##### Texto fornecido

No quesito de integração, devido ao seu caráter político ideológico como muitos argumentam, levaram ao esvaziamento de membros no bloco UNASUL criado em 2008. Dos 12 fundadores, seis (6) deixaram o bloco, sendo: Colômbia, Argentina, Chile, Paraguai, Equador e Brasil (retomada em abril de 2024), além da suspensão da República do Peru. Em contrapartida foi criado o PROSUL (Fórum para o Progresso e Desenvolvimento da América do Sul) , em 2019 , substituindo à Unasul, cuja ideia era formação de um bloco sem ideologias e burocracias, cuja Declaração de Santiago “uma estrutura flexível, leve, barata, com regras de funcionamento claras e com um mecanismo ágil de tomada de decisões”. Dos 12 países da região Venezuela, Bolívia e Uruguai, de cunho progressistas foram os únicos a não participarem.

O mapa da política sul-americana

Política em 2024 e os principais desafios

Contexto mundial

O fim da pandemia de Covid-19 mostrou uma divisão política na América do Sul, conforme pode ser vista na tabela, com os atuais presidentes no cargo.

##########
##### Dados registrados

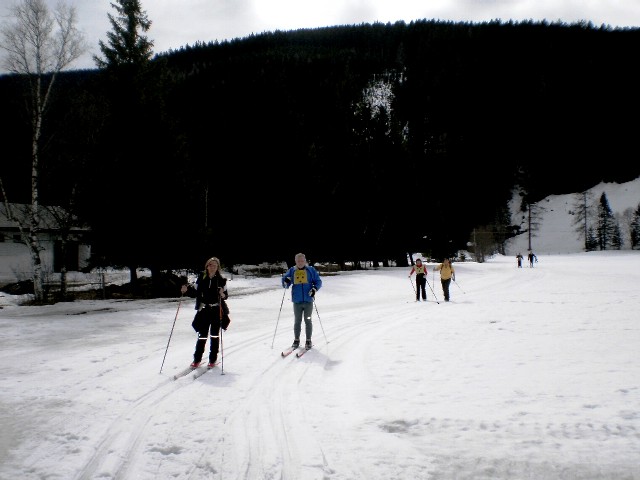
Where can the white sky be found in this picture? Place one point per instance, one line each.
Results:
(526, 373)
(177, 23)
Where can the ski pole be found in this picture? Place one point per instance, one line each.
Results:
(221, 353)
(221, 342)
(318, 313)
(277, 321)
(414, 288)
(434, 293)
(174, 324)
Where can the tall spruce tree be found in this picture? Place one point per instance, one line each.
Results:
(123, 220)
(607, 229)
(635, 229)
(125, 43)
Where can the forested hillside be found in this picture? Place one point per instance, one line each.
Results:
(343, 141)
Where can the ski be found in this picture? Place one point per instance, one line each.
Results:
(202, 370)
(288, 351)
(302, 352)
(184, 372)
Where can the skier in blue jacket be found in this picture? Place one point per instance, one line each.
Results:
(305, 282)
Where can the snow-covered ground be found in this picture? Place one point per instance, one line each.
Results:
(528, 373)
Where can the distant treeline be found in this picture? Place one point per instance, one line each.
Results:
(350, 142)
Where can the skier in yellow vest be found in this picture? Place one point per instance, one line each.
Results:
(447, 273)
(421, 279)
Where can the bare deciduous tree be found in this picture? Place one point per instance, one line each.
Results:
(39, 44)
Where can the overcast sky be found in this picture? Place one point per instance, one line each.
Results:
(176, 23)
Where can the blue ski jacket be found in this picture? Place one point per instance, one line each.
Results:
(302, 280)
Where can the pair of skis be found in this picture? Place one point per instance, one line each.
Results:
(198, 371)
(290, 350)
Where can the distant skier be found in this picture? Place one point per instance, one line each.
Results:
(210, 293)
(447, 273)
(421, 279)
(305, 281)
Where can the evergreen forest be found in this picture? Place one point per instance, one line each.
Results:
(346, 143)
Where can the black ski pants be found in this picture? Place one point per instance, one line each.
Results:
(421, 286)
(209, 328)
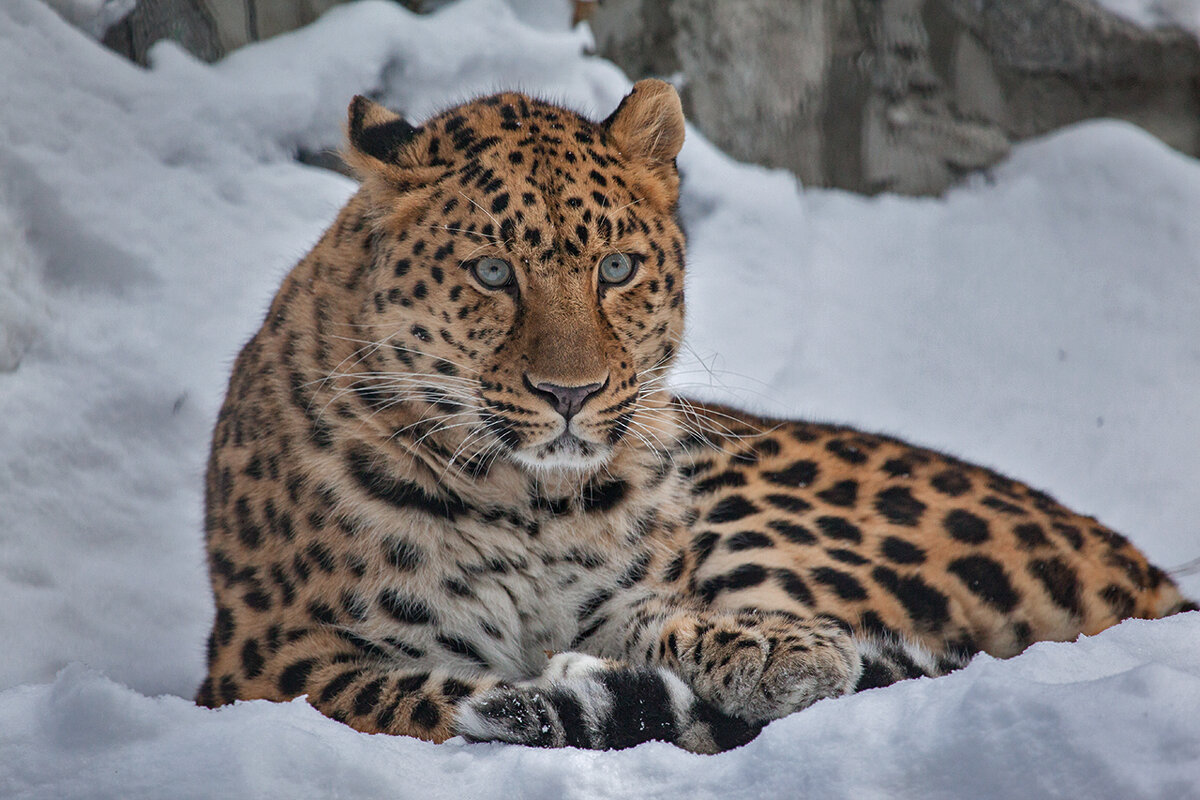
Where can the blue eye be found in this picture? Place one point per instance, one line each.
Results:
(616, 269)
(492, 272)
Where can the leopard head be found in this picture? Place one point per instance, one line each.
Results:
(527, 272)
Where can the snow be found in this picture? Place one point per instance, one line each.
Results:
(1158, 13)
(1042, 320)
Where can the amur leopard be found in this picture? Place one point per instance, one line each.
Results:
(450, 493)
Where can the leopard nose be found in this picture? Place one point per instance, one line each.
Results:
(565, 400)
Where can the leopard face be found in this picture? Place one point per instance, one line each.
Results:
(527, 293)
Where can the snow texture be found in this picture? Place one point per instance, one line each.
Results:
(1042, 322)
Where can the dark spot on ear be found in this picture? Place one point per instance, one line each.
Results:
(382, 142)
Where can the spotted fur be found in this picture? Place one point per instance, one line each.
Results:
(425, 477)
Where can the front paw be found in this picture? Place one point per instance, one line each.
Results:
(763, 667)
(519, 715)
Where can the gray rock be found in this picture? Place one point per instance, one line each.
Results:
(901, 95)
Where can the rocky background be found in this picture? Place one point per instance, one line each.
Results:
(870, 96)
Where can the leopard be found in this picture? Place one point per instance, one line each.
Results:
(451, 493)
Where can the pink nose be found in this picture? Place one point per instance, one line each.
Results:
(565, 400)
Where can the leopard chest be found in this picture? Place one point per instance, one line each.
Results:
(492, 594)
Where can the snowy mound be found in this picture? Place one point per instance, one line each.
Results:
(1043, 322)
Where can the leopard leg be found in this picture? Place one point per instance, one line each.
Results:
(354, 681)
(581, 701)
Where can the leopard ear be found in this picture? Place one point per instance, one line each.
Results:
(376, 132)
(648, 124)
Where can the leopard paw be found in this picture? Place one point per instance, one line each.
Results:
(765, 667)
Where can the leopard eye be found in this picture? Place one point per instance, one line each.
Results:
(492, 272)
(617, 269)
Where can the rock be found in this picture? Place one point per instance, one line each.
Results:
(901, 95)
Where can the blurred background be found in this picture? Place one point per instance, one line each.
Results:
(865, 95)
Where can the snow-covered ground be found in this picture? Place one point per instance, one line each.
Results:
(1045, 322)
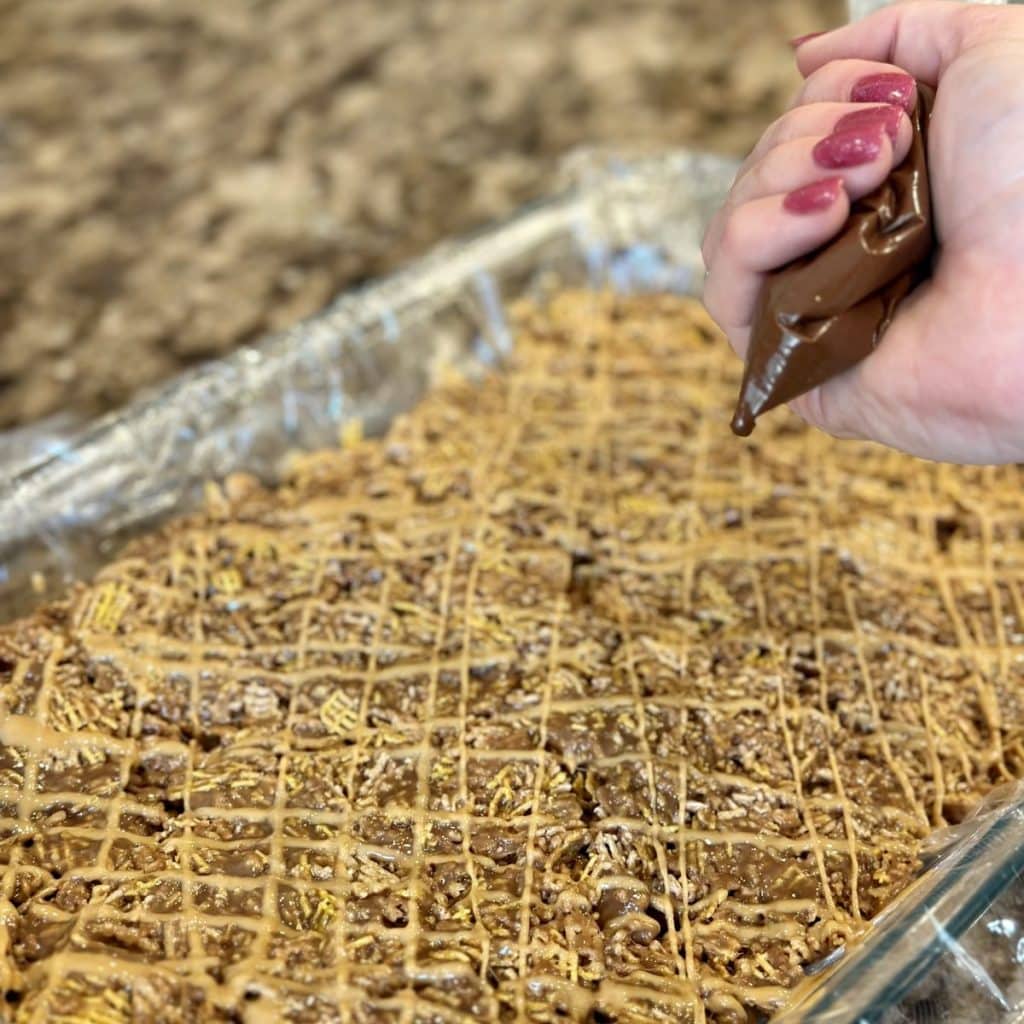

##########

## Tarefa proposta
Transcreva sem alterações o trecho do texto sobre a UNASUL que se inicia com as palavras "No quesito de" e se encerra em "a não participarem.".

## Resposta à tarefa
No quesito de integração, devido ao seu caráter político ideológico como muitos argumentam, levaram ao esvaziamento de membros no bloco UNASUL criado em 2008. Dos 12 fundadores, seis (6) deixaram o bloco, sendo: Colômbia, Argentina, Chile, Paraguai, Equador e Brasil (retomada em abril de 2024), além da suspensão da República do Peru. Em contrapartida foi criado o PROSUL (Fórum para o Progresso e Desenvolvimento da América do Sul) , em 2019 , substituindo à Unasul, cuja ideia era formação de um bloco sem ideologias e burocracias, cuja Declaração de Santiago “uma estrutura flexível, leve, barata, com regras de funcionamento claras e com um mecanismo ágil de tomada de decisões”. Dos 12 países da região Venezuela, Bolívia e Uruguai, de cunho progressistas foram os únicos a não participarem.